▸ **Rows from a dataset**
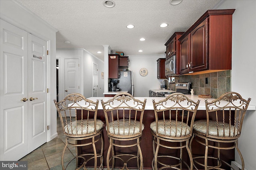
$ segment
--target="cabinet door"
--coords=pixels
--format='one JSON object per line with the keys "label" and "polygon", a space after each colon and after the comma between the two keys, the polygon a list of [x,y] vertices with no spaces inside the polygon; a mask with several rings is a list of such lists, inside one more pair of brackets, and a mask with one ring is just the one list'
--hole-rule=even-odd
{"label": "cabinet door", "polygon": [[180,73],[188,73],[189,71],[188,64],[190,62],[189,34],[186,36],[180,42]]}
{"label": "cabinet door", "polygon": [[129,57],[124,57],[119,58],[119,66],[123,68],[129,67]]}
{"label": "cabinet door", "polygon": [[119,77],[119,55],[108,55],[108,78],[118,78]]}
{"label": "cabinet door", "polygon": [[206,20],[195,28],[190,33],[190,71],[196,71],[207,68],[206,55]]}
{"label": "cabinet door", "polygon": [[171,57],[170,55],[170,43],[169,43],[168,44],[167,44],[167,45],[166,45],[166,60],[168,60],[170,57]]}
{"label": "cabinet door", "polygon": [[160,78],[160,61],[157,61],[157,78]]}
{"label": "cabinet door", "polygon": [[170,43],[170,57],[175,55],[176,53],[175,41],[175,37],[174,37]]}
{"label": "cabinet door", "polygon": [[165,76],[165,59],[164,58],[158,59],[157,61],[157,78],[166,78]]}

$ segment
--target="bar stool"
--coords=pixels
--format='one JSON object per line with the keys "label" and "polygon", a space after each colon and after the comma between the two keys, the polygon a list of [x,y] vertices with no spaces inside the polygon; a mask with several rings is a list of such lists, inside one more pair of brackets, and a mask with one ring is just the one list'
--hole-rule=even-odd
{"label": "bar stool", "polygon": [[[180,93],[173,93],[158,102],[153,100],[156,121],[150,124],[153,137],[153,170],[182,170],[182,163],[189,170],[193,170],[188,143],[199,102],[199,100],[196,103]],[[161,150],[162,147],[164,149]],[[182,149],[185,148],[189,157],[190,166],[182,160]],[[172,151],[172,154],[167,153],[166,150]],[[158,164],[162,166],[159,169]]]}
{"label": "bar stool", "polygon": [[[94,102],[86,99],[81,94],[73,93],[68,95],[58,102],[54,100],[54,102],[60,119],[63,134],[66,137],[66,145],[61,156],[62,170],[66,169],[75,158],[76,160],[76,170],[82,168],[87,169],[86,165],[91,160],[94,160],[95,170],[100,168],[103,169],[103,122],[97,119],[99,101]],[[99,145],[99,141],[101,143],[100,149],[97,151],[96,144]],[[76,156],[64,167],[64,154],[68,144],[75,147]],[[93,151],[78,154],[78,147],[90,145],[92,145]],[[78,158],[83,162],[78,168]],[[98,158],[100,159],[99,164],[97,164]],[[98,164],[99,168],[97,168]]]}
{"label": "bar stool", "polygon": [[[194,139],[205,148],[204,155],[193,158],[196,169],[198,169],[196,165],[203,167],[205,170],[230,169],[231,162],[224,160],[225,156],[223,155],[221,158],[224,152],[220,151],[234,148],[241,158],[242,169],[244,169],[244,159],[238,148],[238,139],[241,135],[243,121],[250,100],[249,98],[246,101],[238,93],[231,92],[211,102],[205,100],[206,119],[195,121],[193,135],[190,143],[191,152]],[[210,152],[210,149],[213,151]],[[216,150],[217,153],[214,154]],[[222,163],[226,166],[223,167]],[[209,165],[210,163],[211,165]]]}
{"label": "bar stool", "polygon": [[[109,138],[106,160],[108,170],[110,169],[111,160],[112,169],[115,166],[115,161],[120,160],[124,163],[122,169],[128,169],[128,167],[131,166],[129,165],[135,164],[138,169],[142,170],[143,161],[140,142],[144,129],[142,119],[146,100],[141,101],[129,93],[120,93],[106,102],[101,100],[101,103]],[[136,153],[134,153],[133,147],[136,146]],[[128,148],[126,151],[126,148]],[[130,161],[134,159],[136,163],[132,164],[132,162]],[[128,164],[130,162],[132,164]]]}

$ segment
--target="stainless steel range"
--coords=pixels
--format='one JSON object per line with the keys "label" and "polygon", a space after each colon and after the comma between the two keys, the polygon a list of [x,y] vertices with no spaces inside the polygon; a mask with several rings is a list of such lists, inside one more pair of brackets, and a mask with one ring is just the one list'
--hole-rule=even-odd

▸ **Work to be completed**
Collect every line of the entries above that contains the string "target", copying each one in full.

▸ **Completed exercise**
--target="cabinet door"
--target="bar stool"
--target="stainless steel range"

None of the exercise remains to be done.